Sonntag, 5. August 2018

Hands on Java 11's constantdynamic

With the intention of making the JVM more appealing to dynamic languages, the seventh version of the platform had introduced invokedynamic to its instruction set. Java developers do not normally take note of this feature as it is hidden in Java byte code. In short, by using invokedynamic it has become possible to delay the binding of a method call until its first invocation. This technique is for example used by the Java language to implement lambda expressions which are only manifested on demand upon their first use. Doing so, invokedynamic has evolved into an essential language feature which I have described in detail in a previous blog posting. With constantdynamic a similar mechanism was introduced to Java 11, only that it delays the creation of a constant value. This posting describes the purpose and the inner workings of this feature and shows how to generate code that makes use of this new instruction using the Byte Buddy library.

What are constant values in Java?


Before Java 5, constant values in a Java programs could only be strings or of a primitive type. Those constants were built into the language as literals and are even assumed by the javac compiler to reduce the size of a class file. For example, in the following code snippet the value of the only field is never actually read but instead copied to its use site during compilation:

class ConstantSample {
  final String field = “foo”;
  void hello() {
    System.out.print(field);
  }
}

Instead of reading the field within the hello method, the generated byte code will contain a direct reference to the constant value foo. As a matter of fact, the above class will not ever attempt to read the field’s value what can be validated by altering it using Java reflection after which invoking hello would still print foo.

To represent such constant values, any Java class file contains a constant pool which can be thought of as a table that writes out any constant values that exist within the scope of a class. This implies constants that are used within methods or as field values but also other immutable information that describes a class such as the class’s name or names of invoked methods and their declaring type names. Once a value is recorded in the class’s constant pool, values can be referenced by an offset pointing to a specific entry within the constant pool. Doing so, values that are repeated throughout a class only need to be stored once because an offset can of course be referenced multiple times.

◆ **Written instruction**: Carry on the constantdynamic text from its final sentence, in the same style and technical depth.

◆ **Data lines**:
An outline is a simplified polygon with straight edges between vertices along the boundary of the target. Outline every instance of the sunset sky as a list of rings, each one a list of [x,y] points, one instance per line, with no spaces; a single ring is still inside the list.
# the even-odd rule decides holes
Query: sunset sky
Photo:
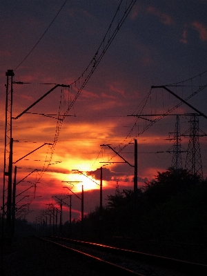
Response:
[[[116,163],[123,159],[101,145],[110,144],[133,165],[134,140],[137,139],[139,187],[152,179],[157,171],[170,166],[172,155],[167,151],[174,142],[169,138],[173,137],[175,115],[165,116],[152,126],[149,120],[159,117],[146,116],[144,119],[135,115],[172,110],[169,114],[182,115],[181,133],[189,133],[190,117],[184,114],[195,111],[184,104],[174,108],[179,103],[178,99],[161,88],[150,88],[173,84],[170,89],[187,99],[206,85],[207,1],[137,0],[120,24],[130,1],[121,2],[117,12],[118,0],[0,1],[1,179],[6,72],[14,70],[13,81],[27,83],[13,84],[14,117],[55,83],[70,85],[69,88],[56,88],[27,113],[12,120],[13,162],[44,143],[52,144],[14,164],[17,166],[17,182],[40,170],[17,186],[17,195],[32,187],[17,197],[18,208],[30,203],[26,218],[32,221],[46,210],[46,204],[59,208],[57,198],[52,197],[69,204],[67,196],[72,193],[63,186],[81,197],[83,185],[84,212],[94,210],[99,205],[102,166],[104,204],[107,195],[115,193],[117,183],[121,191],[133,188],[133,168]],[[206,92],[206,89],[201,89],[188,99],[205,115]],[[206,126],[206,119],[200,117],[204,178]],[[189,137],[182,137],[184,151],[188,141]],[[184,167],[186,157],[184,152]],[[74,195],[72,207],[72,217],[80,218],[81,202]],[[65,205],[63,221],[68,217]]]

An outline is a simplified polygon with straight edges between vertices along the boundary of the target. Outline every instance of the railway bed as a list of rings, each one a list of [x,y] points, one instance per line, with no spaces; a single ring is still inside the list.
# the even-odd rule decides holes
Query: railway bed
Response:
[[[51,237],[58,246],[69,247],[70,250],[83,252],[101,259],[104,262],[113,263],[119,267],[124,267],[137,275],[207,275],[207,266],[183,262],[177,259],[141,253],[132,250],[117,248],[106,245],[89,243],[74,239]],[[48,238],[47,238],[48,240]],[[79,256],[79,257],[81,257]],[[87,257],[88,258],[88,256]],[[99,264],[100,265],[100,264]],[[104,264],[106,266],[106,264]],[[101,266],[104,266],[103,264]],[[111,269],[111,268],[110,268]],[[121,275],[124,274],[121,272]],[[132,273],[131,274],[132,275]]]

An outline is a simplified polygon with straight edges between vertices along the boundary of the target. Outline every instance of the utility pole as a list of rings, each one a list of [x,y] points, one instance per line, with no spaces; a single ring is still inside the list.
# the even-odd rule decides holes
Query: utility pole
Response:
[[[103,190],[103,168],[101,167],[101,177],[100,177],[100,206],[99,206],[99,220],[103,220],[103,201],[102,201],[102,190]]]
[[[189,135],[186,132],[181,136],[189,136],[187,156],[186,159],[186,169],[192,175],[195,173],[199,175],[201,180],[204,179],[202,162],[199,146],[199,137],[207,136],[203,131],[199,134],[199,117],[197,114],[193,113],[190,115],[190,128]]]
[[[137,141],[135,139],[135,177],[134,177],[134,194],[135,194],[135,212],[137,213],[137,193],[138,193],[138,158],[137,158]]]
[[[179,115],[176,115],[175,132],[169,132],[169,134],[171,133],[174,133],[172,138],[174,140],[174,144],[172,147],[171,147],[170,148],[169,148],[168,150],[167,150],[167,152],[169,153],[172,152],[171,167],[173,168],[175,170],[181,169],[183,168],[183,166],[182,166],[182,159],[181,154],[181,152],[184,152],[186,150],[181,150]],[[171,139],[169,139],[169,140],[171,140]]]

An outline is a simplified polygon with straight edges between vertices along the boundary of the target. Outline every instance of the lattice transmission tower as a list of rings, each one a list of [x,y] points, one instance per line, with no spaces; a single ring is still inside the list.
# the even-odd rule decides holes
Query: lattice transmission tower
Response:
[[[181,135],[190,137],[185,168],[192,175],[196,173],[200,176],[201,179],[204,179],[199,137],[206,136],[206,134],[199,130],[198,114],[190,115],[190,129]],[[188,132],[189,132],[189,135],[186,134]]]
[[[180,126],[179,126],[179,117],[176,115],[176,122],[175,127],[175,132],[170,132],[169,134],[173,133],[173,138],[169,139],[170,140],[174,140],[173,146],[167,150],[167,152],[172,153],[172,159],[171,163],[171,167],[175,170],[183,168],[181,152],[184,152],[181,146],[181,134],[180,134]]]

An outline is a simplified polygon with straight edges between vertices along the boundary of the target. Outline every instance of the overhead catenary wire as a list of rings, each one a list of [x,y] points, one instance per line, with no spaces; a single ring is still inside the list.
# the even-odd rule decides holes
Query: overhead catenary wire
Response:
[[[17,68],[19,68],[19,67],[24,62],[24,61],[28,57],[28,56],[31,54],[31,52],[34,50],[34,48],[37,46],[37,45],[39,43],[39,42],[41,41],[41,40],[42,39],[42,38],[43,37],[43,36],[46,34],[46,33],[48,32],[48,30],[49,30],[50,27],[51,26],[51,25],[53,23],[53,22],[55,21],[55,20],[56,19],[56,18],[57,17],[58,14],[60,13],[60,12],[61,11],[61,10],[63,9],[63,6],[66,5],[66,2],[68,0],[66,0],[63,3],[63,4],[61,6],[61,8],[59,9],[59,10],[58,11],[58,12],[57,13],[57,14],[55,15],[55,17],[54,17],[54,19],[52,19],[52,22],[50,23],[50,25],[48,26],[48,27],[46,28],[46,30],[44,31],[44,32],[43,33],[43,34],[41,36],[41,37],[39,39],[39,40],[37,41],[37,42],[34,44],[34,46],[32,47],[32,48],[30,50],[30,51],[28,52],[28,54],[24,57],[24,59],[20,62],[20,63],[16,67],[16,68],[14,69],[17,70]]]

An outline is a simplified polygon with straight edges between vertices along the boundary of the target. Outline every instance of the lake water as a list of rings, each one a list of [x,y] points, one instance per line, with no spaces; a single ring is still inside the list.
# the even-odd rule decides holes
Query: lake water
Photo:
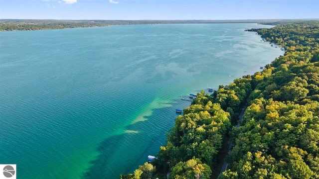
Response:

---

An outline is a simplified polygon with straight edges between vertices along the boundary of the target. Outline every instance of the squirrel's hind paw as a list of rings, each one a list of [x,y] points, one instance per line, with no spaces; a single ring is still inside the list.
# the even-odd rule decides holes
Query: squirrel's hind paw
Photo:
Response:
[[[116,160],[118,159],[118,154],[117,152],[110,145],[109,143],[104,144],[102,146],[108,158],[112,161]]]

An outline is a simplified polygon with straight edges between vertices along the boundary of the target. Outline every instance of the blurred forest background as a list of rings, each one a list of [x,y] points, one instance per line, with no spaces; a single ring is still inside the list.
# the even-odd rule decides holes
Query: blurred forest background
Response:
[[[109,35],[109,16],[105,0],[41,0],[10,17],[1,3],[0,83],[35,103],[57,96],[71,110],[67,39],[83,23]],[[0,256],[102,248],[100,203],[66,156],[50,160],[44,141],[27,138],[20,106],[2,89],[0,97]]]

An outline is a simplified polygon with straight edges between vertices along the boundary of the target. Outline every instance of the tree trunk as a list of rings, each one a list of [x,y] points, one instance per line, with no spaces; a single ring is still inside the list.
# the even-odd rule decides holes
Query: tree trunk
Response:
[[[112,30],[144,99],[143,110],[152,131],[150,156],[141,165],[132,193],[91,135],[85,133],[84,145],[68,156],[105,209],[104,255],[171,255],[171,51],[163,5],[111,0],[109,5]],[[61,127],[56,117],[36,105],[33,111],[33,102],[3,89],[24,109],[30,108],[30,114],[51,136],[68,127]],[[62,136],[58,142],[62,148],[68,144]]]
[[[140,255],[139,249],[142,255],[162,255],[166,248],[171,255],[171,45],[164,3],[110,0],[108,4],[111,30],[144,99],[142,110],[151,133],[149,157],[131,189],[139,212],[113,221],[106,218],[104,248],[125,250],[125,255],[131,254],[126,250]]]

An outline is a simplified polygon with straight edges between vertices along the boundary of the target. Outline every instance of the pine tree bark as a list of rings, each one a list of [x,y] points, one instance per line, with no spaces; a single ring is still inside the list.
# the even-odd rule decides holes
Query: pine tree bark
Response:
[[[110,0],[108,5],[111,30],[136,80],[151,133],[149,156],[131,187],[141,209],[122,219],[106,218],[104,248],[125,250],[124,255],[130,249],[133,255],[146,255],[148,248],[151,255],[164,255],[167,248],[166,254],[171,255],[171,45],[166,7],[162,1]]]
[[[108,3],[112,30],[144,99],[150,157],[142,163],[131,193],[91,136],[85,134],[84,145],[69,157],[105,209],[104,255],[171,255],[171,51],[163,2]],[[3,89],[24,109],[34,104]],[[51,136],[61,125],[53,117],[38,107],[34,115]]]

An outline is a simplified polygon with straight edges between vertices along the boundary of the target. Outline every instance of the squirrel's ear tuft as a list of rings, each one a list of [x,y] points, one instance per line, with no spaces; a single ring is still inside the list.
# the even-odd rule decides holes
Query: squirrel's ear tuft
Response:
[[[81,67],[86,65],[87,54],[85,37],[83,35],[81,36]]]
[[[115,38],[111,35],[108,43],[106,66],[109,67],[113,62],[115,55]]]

◆ **Task output**:
Therefore, when the field is read in the above source code, javac emits a byte code that refers to the offset of the value foo in the constant pool instead of emitting a read instruction for the field. This can be done as the field is declared final where javac ignores the edge-case of a reflective value change. By emitting an instruction to read a constant, javac also saves some bytes compared to an instruction for a field read. This is what makes this optimization lucrative, especially since string and numeric values are fairly commonly in any Java class. Smaller class files help the Java runtime to load classes quicker and an explicit notion of constantness helps the the JVM’s JIT and AOT compilers to apply further optimizations.

The described reuse of offsets for the same constant also implies an identity of reused values. As a consequence of representing an equal string value by a single instance the following statement will assert true in Java:

assert “foo” == “foo”;

Under the hood, both values of foo point to the same constant pool offset in the defining class’s constant pool. Additionally, the JVM even deduplicates constant strings across classes by interning strings that are found in constant pools.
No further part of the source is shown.